Please find each line in the listing below that contains the string "blurred" and copy it out in full, treating uppercase and lowercase as different.

▸ **RAW DATA**
## BEGIN
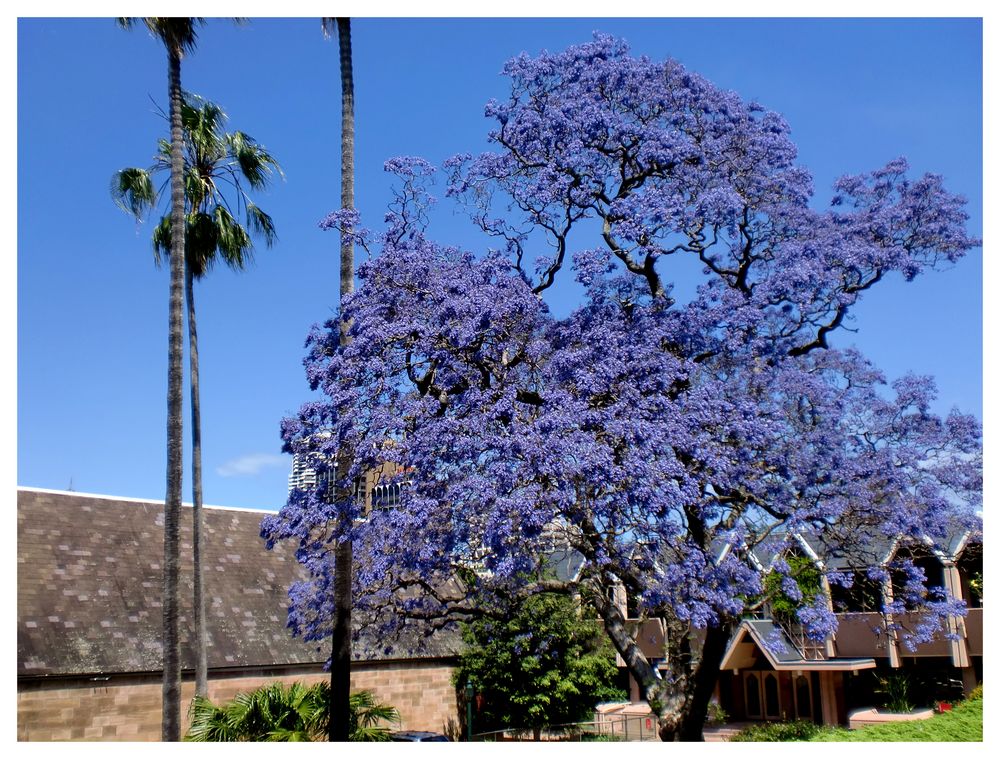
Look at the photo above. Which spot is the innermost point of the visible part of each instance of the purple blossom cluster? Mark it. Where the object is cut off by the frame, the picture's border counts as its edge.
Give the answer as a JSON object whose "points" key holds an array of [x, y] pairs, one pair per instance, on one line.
{"points": [[644, 433]]}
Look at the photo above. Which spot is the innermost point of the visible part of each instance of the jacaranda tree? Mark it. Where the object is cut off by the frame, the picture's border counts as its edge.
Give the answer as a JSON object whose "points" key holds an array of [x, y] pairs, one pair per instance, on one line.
{"points": [[649, 430]]}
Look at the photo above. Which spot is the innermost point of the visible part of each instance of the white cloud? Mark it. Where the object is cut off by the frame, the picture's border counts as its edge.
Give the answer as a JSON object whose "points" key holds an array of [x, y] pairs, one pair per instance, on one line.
{"points": [[251, 464]]}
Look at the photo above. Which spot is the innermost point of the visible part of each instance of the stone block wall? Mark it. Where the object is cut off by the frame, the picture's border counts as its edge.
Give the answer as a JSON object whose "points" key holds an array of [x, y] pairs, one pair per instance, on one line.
{"points": [[128, 709]]}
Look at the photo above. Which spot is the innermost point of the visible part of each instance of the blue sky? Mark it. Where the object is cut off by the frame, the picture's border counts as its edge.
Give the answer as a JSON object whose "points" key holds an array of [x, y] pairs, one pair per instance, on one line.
{"points": [[92, 308]]}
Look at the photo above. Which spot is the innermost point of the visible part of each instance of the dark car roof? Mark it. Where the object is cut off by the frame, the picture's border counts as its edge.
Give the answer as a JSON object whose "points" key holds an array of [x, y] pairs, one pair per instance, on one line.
{"points": [[418, 735]]}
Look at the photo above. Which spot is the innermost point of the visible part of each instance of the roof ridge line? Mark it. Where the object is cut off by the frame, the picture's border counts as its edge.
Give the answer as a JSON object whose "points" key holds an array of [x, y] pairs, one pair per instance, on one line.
{"points": [[130, 499]]}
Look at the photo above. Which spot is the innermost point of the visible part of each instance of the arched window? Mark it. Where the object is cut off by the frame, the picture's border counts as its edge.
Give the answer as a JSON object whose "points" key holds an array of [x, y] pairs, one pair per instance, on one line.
{"points": [[752, 688], [803, 698], [772, 702]]}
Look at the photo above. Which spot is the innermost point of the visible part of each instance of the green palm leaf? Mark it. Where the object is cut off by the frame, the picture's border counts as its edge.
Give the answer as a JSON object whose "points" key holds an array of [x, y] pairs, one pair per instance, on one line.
{"points": [[132, 190], [216, 162]]}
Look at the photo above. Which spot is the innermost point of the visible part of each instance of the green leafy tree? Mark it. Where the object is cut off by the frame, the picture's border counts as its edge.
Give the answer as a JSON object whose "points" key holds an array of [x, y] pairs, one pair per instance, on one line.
{"points": [[541, 664], [296, 712], [178, 36], [806, 577], [217, 166]]}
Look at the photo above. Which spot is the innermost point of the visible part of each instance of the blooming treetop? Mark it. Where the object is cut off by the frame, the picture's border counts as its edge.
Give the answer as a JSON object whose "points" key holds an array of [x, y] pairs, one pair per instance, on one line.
{"points": [[648, 432]]}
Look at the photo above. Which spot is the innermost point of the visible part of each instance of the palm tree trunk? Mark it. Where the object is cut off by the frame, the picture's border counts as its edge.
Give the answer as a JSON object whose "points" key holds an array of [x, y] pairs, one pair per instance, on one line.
{"points": [[197, 534], [175, 432], [340, 660]]}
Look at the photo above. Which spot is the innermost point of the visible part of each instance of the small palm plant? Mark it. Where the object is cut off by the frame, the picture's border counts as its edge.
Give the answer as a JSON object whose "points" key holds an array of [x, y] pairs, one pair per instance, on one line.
{"points": [[286, 713]]}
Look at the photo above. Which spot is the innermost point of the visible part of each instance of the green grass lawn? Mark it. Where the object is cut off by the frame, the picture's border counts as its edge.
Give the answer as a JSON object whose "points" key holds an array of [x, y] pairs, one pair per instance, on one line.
{"points": [[963, 723]]}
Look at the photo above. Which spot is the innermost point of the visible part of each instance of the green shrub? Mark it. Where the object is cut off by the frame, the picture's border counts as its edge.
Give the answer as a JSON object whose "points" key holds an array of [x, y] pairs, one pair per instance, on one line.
{"points": [[778, 732], [716, 714], [896, 692]]}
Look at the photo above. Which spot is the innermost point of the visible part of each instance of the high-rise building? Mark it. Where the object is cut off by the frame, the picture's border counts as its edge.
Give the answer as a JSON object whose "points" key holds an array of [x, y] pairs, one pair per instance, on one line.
{"points": [[302, 475]]}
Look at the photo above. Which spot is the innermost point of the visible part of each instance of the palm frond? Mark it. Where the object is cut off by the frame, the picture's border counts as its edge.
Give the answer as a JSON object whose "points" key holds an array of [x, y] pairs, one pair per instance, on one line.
{"points": [[261, 224], [234, 244], [255, 162], [161, 241], [133, 192], [208, 723]]}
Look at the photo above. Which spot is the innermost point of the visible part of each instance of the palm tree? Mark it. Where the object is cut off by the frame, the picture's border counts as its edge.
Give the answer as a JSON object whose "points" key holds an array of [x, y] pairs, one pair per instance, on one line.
{"points": [[178, 35], [213, 159], [293, 713], [340, 663]]}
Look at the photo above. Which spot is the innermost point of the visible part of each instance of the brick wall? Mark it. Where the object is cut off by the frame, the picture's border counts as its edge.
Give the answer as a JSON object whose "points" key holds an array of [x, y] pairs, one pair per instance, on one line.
{"points": [[129, 709]]}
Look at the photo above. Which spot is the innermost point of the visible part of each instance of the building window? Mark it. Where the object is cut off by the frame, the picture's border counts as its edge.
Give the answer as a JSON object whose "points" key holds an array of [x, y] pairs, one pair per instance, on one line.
{"points": [[387, 496], [803, 698], [772, 701], [751, 686]]}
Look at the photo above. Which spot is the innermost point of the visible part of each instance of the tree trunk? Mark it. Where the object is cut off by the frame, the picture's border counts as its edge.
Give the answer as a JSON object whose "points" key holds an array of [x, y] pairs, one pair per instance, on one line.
{"points": [[692, 723], [171, 726], [340, 661], [197, 534]]}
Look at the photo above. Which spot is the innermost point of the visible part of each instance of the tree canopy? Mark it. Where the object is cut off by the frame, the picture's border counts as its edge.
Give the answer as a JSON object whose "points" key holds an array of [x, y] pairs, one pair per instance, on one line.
{"points": [[545, 662], [662, 438]]}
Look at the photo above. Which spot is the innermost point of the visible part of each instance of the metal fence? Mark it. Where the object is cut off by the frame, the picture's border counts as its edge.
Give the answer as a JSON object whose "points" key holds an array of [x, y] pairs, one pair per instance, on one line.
{"points": [[612, 727]]}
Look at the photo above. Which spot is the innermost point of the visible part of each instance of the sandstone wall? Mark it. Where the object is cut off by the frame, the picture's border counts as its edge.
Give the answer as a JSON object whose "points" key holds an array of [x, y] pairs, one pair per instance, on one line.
{"points": [[123, 709]]}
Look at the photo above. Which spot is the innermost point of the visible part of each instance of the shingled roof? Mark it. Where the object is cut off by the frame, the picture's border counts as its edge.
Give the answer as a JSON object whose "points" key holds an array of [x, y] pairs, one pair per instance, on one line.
{"points": [[89, 590]]}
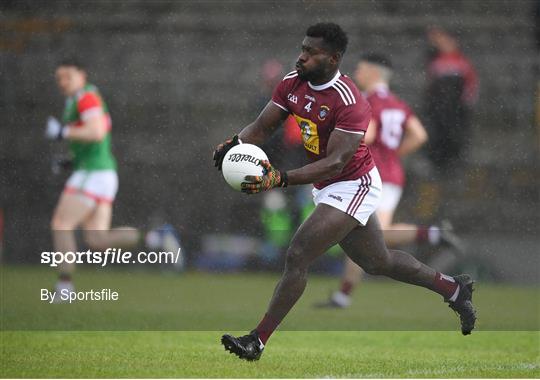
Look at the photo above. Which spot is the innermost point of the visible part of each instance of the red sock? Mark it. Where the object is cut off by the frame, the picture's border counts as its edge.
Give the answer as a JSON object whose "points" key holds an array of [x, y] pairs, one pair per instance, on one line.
{"points": [[445, 285], [422, 234], [266, 327], [346, 287]]}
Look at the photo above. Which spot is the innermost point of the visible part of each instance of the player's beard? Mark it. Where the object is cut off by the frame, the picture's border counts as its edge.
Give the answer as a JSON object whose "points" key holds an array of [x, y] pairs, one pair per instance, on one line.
{"points": [[311, 76]]}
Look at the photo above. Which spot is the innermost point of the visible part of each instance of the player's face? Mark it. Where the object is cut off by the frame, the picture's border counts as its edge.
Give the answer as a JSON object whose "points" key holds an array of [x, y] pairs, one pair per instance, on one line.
{"points": [[315, 62], [70, 79]]}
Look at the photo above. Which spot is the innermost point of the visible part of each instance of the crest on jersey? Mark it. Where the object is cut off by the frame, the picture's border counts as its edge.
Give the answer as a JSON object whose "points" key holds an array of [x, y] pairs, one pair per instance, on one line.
{"points": [[310, 134], [323, 112]]}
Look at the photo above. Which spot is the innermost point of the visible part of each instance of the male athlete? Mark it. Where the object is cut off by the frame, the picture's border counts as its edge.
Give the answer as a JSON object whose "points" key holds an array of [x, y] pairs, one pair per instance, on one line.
{"points": [[393, 133], [90, 191], [333, 117]]}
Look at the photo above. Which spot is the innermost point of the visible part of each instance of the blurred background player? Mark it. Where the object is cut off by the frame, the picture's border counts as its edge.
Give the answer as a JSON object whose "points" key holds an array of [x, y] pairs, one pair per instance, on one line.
{"points": [[394, 132], [90, 191], [451, 94]]}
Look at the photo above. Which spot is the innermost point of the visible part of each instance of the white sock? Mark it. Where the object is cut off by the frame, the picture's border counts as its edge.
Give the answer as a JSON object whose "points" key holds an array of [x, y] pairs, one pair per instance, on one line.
{"points": [[454, 296], [434, 235], [341, 299]]}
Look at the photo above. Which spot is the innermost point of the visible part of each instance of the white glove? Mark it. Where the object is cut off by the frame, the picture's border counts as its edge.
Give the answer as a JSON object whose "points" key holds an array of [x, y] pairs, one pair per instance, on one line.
{"points": [[54, 130]]}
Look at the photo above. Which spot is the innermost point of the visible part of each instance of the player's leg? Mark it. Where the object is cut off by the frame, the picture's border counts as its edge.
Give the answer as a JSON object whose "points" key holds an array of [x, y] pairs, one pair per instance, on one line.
{"points": [[365, 246], [352, 273], [70, 211], [101, 186], [324, 228], [99, 236]]}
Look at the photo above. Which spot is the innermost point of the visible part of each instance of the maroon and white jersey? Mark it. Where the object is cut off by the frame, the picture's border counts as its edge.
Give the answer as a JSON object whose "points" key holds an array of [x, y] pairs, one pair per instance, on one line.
{"points": [[390, 114], [319, 110]]}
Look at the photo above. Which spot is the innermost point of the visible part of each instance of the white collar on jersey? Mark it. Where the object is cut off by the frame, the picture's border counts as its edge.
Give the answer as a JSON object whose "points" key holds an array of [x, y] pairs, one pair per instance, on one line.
{"points": [[326, 85]]}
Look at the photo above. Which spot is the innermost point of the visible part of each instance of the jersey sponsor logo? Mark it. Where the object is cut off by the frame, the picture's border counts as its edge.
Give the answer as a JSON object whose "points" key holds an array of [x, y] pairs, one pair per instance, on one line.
{"points": [[336, 197], [292, 98], [323, 112], [310, 134]]}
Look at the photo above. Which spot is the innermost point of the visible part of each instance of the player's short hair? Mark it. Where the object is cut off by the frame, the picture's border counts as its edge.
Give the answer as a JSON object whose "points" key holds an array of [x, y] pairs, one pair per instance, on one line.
{"points": [[71, 62], [332, 34], [378, 59]]}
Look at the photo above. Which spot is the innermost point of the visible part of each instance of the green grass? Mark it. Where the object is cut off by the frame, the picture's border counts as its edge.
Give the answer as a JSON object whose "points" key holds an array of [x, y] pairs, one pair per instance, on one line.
{"points": [[289, 354], [340, 344]]}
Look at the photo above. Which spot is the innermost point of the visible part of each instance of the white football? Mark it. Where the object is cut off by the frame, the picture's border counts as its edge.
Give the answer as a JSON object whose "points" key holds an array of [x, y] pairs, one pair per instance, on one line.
{"points": [[240, 161]]}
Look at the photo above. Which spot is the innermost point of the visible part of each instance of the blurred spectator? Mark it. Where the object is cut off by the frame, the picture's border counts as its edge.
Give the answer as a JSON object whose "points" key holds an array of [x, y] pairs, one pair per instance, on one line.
{"points": [[451, 94]]}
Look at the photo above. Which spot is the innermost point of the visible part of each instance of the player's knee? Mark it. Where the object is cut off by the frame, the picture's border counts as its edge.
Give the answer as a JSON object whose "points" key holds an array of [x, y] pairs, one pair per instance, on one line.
{"points": [[93, 239], [378, 266], [296, 258], [61, 224]]}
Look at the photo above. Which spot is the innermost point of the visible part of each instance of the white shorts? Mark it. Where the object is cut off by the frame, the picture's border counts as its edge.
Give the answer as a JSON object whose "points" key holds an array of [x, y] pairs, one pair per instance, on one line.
{"points": [[390, 197], [359, 198], [94, 185]]}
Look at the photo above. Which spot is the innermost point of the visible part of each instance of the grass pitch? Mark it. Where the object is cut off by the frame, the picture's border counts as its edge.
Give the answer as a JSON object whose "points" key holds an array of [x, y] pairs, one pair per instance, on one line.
{"points": [[221, 303]]}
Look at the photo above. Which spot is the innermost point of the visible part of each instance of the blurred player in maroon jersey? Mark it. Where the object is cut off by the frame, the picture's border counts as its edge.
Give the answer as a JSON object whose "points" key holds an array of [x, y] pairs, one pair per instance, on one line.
{"points": [[393, 133], [451, 94], [333, 117]]}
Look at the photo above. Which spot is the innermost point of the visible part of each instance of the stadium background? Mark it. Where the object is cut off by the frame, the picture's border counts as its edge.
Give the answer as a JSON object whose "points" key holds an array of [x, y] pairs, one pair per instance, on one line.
{"points": [[179, 77]]}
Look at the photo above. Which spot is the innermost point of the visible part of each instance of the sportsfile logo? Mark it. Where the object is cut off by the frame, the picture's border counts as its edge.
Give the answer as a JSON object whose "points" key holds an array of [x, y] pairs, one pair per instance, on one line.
{"points": [[238, 157], [336, 197], [110, 256]]}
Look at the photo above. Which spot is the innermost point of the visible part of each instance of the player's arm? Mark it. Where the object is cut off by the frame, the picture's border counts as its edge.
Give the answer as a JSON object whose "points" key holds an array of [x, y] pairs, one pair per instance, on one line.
{"points": [[264, 126], [94, 122], [255, 133], [415, 136], [371, 133], [93, 129]]}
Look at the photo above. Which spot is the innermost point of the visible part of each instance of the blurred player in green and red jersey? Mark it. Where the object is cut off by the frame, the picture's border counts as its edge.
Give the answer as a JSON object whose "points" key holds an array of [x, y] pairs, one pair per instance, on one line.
{"points": [[90, 191], [394, 132]]}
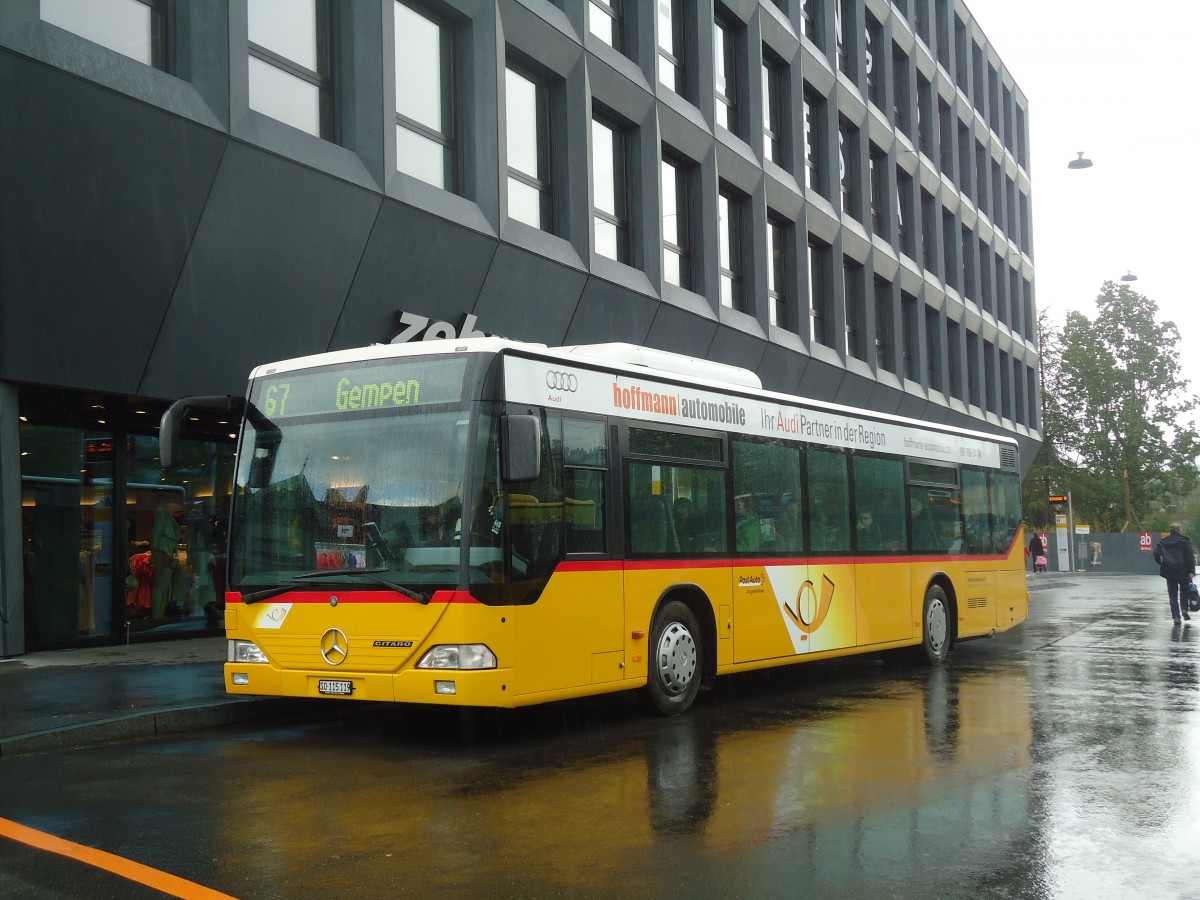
## END
▸ **ANSWER TO THIS PROBLEM**
Look at the photo above. Which spot is the innermost point of the visible part of each instance of the blurred background player? Mark it. Where the object is cut off by the frame, the picture's border counts as its edge.
Look at the photo above. Which spot is the innermost point of the visible part of each instance of the blurred spectator? Mark it. Where the object is cut off by the frame, the picture's border counts as its edge.
Look at the photo above. Which spot is the innermost point of the visible part of each instance of the blurred player in maroon jersey? Mark it. Where the object is cut off by the frame, the picture's border counts as its edge.
Look at the photo above. Which spot is the innermost point of the visible part of each instance of the blurred player in green and red jersey? Mark it. Where the object is cut off by the frame, the picture's border counts as its edge.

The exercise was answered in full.